Excerpts of labeled region data
********************
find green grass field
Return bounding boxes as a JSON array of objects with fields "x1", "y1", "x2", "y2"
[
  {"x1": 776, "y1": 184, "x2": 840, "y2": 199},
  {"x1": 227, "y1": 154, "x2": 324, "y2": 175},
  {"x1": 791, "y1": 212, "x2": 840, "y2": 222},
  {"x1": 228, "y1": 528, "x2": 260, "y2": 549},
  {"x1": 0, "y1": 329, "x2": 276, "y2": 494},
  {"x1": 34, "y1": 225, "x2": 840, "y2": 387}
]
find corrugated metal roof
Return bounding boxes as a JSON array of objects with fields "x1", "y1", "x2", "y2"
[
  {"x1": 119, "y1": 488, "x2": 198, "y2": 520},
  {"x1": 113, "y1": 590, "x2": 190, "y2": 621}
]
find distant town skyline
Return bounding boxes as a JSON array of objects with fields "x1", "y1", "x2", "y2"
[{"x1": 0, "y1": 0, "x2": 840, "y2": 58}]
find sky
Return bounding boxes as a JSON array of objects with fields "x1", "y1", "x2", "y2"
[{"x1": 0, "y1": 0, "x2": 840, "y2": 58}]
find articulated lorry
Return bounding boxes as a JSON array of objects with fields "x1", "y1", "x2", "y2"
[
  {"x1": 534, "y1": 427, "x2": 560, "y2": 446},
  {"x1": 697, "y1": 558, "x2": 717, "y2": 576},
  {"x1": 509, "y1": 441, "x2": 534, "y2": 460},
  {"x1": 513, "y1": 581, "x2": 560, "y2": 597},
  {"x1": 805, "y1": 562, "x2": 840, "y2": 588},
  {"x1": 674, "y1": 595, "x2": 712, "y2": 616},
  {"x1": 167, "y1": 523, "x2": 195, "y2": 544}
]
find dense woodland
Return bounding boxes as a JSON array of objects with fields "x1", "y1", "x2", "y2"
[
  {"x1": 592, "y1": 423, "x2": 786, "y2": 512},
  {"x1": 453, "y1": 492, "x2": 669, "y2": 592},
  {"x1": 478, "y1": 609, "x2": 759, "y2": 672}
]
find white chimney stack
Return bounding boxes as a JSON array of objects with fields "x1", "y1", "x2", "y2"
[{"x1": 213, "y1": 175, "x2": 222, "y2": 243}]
********************
▸ **Problem**
Output each line of the listing above as a numbered list, omitting any blank lines.

▸ **Solution for this problem**
1. find green grass field
2. Return bounding boxes as a JSON array of objects with fields "x1", "y1", "x2", "y2"
3. [
4.   {"x1": 776, "y1": 184, "x2": 840, "y2": 199},
5.   {"x1": 227, "y1": 154, "x2": 324, "y2": 175},
6.   {"x1": 791, "y1": 212, "x2": 840, "y2": 222},
7.   {"x1": 228, "y1": 528, "x2": 260, "y2": 549},
8.   {"x1": 0, "y1": 329, "x2": 276, "y2": 494},
9.   {"x1": 34, "y1": 225, "x2": 840, "y2": 387}
10. ]
11. find corrugated metal roof
12. Return bounding boxes as a JSON array of objects with fields "x1", "y1", "x2", "y2"
13. [
14.   {"x1": 119, "y1": 488, "x2": 198, "y2": 520},
15.   {"x1": 113, "y1": 590, "x2": 190, "y2": 621}
16. ]
17. find distant town skyline
18. Return bounding boxes as a JSON array of objects with fields "x1", "y1", "x2", "y2"
19. [{"x1": 0, "y1": 0, "x2": 840, "y2": 58}]
20. find sky
21. Return bounding boxes as a JSON array of objects with fields "x1", "y1", "x2", "y2"
22. [{"x1": 0, "y1": 0, "x2": 840, "y2": 58}]
23. find articulated lorry
24. Return bounding boxes as a JSON array of objects with fields "x1", "y1", "x2", "y2"
25. [
26.   {"x1": 534, "y1": 427, "x2": 560, "y2": 446},
27.   {"x1": 697, "y1": 558, "x2": 717, "y2": 576},
28.   {"x1": 509, "y1": 441, "x2": 534, "y2": 460},
29.   {"x1": 513, "y1": 581, "x2": 560, "y2": 597},
30.   {"x1": 805, "y1": 562, "x2": 840, "y2": 588},
31.   {"x1": 674, "y1": 595, "x2": 712, "y2": 616},
32.   {"x1": 167, "y1": 523, "x2": 195, "y2": 544}
33. ]
34. find dense woodland
35. Return bounding boxes as a JSON array of objects with fields "x1", "y1", "x2", "y2"
36. [
37.   {"x1": 592, "y1": 423, "x2": 786, "y2": 512},
38.   {"x1": 453, "y1": 492, "x2": 669, "y2": 592},
39.   {"x1": 478, "y1": 609, "x2": 759, "y2": 672}
40. ]
41. find white chimney stack
42. Return bounding boxes as a JSON array of objects with fields "x1", "y1", "x2", "y2"
43. [{"x1": 213, "y1": 175, "x2": 222, "y2": 243}]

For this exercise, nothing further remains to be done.